### TASK DETAILS
The page on loading genome files below tells the reader to log out and check that all changes appear on certain pages. List every one of those pages.

### DOCUMENT EXCERPT
Segment Open

Loading genome files

We can install a genome to GenIE-Sys using either Graphical User Interface (GUI) or Command Line Interface (CLI).

Using Graphical User Interface (GUI)
Using Command Line Interface (CLI)
Using Graphical User Interface (GUI)

Once you have placed all the required files into the data folder according to the previous section (Input files). You will be able to see the annotation tab similar to the following screenshot.

Annotation tab in the admin panel of the GenIE-Sys website

If you miss some of the files described in the previous section, you will be able to see the error message similar to the following screenshot.

Please make sure to place the correct files into the data folder. Once you have placed all required files, now it's time to parse them into the suitable formats right before loading into the database. Please follow the order in the Annotation tab, first load data into the database and then create BLAST indices using Generate FASTA indices link.

If you have expression data please go to the next tab otherwise please log out from the site and see all your changes are displayed on the GeneList, BLAST and gene information pages.

Using Command Line Interface (CLI)

Creating a new database using CMD

Due to the increasing number of species in PlantGenIE we use a standard naming convention to easily identify and maintain the databases. For example: [website name]_[species name]_[version number]

https://github.com/irusri/geniesys/blob/master/docs/images/genie_databases.png?raw=true

Log into the MySQL server and create a database.

CREATE DATABASE new_database;

You can download the empty database here. Then load the database into the newly created database using the following commands.

git show HEAD~1:scripts/dump.sql > dump.sql
mysql -u newuser -p newpassword new_database < dump.sql

Log into the MySQL server to create user and grant permissions.

Create MySQL user

CREATE USER [email protected]'localhost' IDENTIFIED BY 'newpassword';

User permissions

GRANT SELECT ON new_database.* TO [email protected]'localhost';
GRANT INSERT,UPDATE,DELETE ON new_database.genebaskets TO [email protected]'localhost';
GRANT INSERT,UPDATE,DELETE ON new_database.defaultgenebaskets TO [email protected]'localhost';

newuser, newpassword and new_database should be included in the plugins/settings.php similar to following example.

//Define the databasename names
$db_species_array=array("new_database"=>"new genome",...

Segment Closed

### MATERIAL PROVIDED
Segment Open

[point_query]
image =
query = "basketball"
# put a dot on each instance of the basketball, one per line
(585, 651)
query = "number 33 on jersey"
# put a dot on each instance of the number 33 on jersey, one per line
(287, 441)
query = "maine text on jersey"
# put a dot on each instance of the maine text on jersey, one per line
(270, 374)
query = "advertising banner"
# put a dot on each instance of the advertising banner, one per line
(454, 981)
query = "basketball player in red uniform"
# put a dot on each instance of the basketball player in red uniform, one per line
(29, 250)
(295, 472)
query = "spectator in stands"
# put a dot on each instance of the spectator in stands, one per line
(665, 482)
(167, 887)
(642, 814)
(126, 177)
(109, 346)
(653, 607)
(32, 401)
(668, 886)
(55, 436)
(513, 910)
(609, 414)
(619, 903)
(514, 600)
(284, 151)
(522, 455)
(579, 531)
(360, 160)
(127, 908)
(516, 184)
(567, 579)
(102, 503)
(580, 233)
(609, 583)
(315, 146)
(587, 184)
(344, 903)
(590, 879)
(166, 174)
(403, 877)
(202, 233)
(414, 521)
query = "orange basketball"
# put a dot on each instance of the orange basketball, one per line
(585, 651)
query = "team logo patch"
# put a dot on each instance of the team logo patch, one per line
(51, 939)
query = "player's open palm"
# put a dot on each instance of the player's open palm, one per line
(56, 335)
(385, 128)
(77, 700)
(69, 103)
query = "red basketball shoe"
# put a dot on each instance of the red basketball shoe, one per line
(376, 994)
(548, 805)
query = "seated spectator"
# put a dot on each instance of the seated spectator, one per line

Segment Closed
Segment Open

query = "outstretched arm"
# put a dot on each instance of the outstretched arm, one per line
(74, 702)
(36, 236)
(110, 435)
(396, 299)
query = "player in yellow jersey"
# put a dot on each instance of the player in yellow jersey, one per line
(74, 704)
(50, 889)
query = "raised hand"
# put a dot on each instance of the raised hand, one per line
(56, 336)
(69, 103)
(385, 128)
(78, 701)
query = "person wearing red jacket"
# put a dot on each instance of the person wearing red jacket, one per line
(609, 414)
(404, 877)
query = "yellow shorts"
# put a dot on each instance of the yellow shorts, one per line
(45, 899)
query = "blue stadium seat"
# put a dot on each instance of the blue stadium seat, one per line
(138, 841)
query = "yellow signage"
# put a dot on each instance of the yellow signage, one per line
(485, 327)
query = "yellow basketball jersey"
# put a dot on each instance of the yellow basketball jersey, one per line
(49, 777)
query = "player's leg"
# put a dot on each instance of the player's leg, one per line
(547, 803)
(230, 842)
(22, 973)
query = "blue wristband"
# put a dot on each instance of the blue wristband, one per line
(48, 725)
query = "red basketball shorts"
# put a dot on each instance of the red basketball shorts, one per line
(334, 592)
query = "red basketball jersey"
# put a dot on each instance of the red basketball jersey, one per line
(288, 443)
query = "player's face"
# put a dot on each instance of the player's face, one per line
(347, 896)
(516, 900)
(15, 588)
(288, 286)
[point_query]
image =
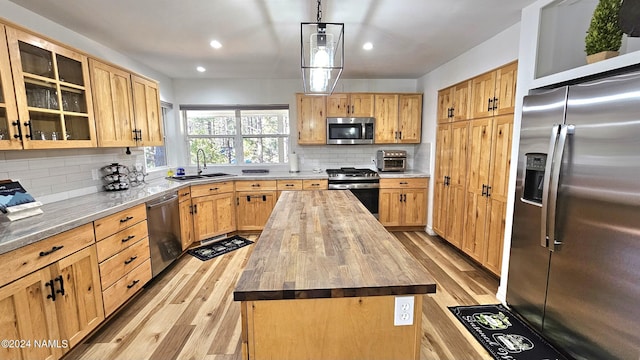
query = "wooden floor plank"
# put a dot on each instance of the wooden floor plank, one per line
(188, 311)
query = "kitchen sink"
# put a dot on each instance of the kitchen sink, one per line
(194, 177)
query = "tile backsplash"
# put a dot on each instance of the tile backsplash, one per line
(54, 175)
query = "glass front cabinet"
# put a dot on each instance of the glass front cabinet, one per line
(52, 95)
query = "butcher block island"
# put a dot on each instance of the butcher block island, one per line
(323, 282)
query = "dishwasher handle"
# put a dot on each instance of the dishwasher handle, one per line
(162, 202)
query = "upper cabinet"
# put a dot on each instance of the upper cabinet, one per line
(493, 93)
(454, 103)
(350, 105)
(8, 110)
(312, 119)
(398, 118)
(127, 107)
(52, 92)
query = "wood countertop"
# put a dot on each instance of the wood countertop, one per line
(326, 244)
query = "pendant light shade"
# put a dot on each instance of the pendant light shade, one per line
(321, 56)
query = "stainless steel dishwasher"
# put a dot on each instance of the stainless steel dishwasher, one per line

Segment Closed

### TASK RESULT
GeneList page
BLAST page
Gene information pages